▶ _What to do_: I'd ask you to write out the lines below exactly, with no images.

▶ _Records provided_:
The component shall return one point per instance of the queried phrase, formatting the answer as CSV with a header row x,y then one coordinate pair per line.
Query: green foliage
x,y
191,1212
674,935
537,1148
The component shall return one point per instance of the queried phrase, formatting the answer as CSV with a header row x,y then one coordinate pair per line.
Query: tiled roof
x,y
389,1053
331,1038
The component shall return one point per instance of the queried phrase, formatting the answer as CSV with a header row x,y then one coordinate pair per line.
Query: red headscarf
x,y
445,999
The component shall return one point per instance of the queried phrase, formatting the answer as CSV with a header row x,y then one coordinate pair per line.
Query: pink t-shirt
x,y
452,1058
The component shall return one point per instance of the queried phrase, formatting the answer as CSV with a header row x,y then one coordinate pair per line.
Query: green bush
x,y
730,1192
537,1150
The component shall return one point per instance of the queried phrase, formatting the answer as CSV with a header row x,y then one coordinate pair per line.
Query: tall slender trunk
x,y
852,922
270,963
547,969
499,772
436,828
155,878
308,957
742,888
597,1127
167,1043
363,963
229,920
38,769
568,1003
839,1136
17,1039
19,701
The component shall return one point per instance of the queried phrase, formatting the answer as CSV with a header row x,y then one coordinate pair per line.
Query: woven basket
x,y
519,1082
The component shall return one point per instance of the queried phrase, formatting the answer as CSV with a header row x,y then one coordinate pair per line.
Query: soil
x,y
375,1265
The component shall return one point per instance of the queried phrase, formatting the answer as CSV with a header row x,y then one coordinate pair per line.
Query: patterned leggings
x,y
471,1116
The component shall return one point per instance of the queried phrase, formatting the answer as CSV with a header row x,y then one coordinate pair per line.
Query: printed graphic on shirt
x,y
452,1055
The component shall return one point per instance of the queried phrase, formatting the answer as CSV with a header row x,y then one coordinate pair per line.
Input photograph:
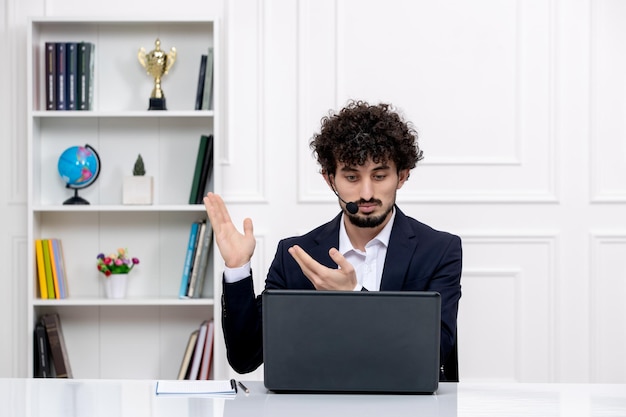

▶ _Expected answer_:
The component shall return one point per instance of the queried phrase, formatting the answer as CSV with a header row x,y then one coordinate pair per line.
Query: green foliage
x,y
191,1212
674,935
537,1148
The component shall return one point per instance of the queried phrase, formatting the answer as CSV with a header row x,y then one coordinate pair per line.
Query: tiled roof
x,y
389,1053
331,1038
The component shall return one point per instance of the queried phrase, formatting the answer as CSV with a header row x,y then one coordinate pair per line.
Query: red headscarf
x,y
445,999
The component shall return one point per instance of the queried phrase, formatting the answer as CSV with a header row x,y then one coordinate pair per line.
Query: pink t-shirt
x,y
452,1058
The component shall return one point per instance of the queried phrase, formatting the answer as CSV with a header row x,y then one coordinate pair per line.
Query: green bush
x,y
730,1192
537,1150
The component shall return one point per instance of the queried phrase, formatting the answer as CSV with a header row x,y then one coordinate pair per line.
Query: tall slender trunk
x,y
852,922
270,963
547,969
499,772
436,828
155,878
308,957
742,888
597,1127
167,1043
363,963
229,920
38,769
568,1003
839,1136
17,1039
19,701
The component shall return one point per instance of the queried phrase, formatting the answer as CSV with a header row x,y then one coordinate pair per line.
Query: woven basket
x,y
519,1082
The component shall return one point per instance of the queried phrase, formatting the answer as CSV with a header row x,y then one coordinate pair per line.
Query: soil
x,y
375,1265
The component shall return one point per instance of the queried phrase, formatting the answer as CSV with a header row x,y then one coordinate pair per line.
Query: patterned leggings
x,y
471,1116
The component shall return one point per instance of the queried phrase, formatting the answer as CSV with a header row x,y then one coordinate pair per line.
Query: printed graphic on shirt
x,y
452,1055
The component shall return one point per instance of the queried phrase, formatting the answer as CSV with a header row x,y then one coordinate pair per line.
Input photograph:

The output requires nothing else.